## Ações a realizar
1 - No texto sobre o filme, em que local trabalha o personagem Okrasa?
2 - Transcreva do texto sobre o filme o trecho que vai de "Sandra Fernandes Dinis" a "sentir por Anna.".

## Texto para análise
+ + + + + + +
Um filme extraordinário!!!
Sandra Fernandes Dinis
Um relato de amor, de um amor estranhamente sentido e vivido. Um amor solitário, obsessivo, ao mesmo tempo infantil e perigoso. Estranhamente arrebatador para o personagem (Okrasa), um homem que trabalha num crematório, cuja única companhia são os corpos com que lida e a sua avó por quem nutre uma ligação de amor, protecção e dedicação de toda uma vida. Uma vida simples, demasiado simples, habitada por uma solidão sempre presente e enfatizada por uma timidez criada pelas próprias circunstâncias. A sua solidão torna-se insuportável no dia em que a avó morre. Acaba por combate-la com o estranho amor que passa a sentir por Anna.
O personagem presencia a violação de Anna e incapaz de lhe prestar auxílio vê-se, no entanto, na obrigação de participar a ocorrência à polícia, que acaba por o julgar como o culpado do crime do qual não foi autor. Sente-se responsável por ela e a sua vida passa a ganhar sentido por ela. Anna traduz a sua liberdade interior.
Já em liberdade física, descobre que Anna é uma enfermeira que vive num dos anexos do Hospital onde trabalha e que esse anexo que habita fica a apenas alguns metros de distância das traseiras de sua casa.
A partir desta incrível descoberta o personagem passa a espiá-la e a visitá-la à noite, entrando furtivamente pela janela do seu quarto, enquanto Anna dorme profundamente.
+ + + + + + +
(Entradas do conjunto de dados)
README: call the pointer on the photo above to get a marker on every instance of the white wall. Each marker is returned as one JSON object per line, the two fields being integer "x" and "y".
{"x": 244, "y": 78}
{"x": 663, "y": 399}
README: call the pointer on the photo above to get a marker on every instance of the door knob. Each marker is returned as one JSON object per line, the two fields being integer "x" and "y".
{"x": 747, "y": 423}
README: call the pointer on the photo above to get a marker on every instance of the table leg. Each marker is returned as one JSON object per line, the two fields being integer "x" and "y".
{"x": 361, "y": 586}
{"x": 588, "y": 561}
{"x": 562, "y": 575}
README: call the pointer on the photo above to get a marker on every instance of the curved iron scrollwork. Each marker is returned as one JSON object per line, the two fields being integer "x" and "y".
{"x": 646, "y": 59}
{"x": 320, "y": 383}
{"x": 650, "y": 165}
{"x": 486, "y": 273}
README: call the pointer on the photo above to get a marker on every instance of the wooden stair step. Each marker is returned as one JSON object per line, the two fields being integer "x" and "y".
+ + + + + + +
## Exercícios resolvidos
1 - Num crematório.

2 -
Sandra Fernandes Dinis
Um relato de amor, de um amor estranhamente sentido e vivido. Um amor solitário, obsessivo, ao mesmo tempo infantil e perigoso. Estranhamente arrebatador para o personagem (Okrasa), um homem que trabalha num crematório, cuja única companhia são os corpos com que lida e a sua avó por quem nutre uma ligação de amor, protecção e dedicação de toda uma vida. Uma vida simples, demasiado simples, habitada por uma solidão sempre presente e enfatizada por uma timidez criada pelas próprias circunstâncias. A sua solidão torna-se insuportável no dia em que a avó morre. Acaba por combate-la com o estranho amor que passa a sentir por Anna.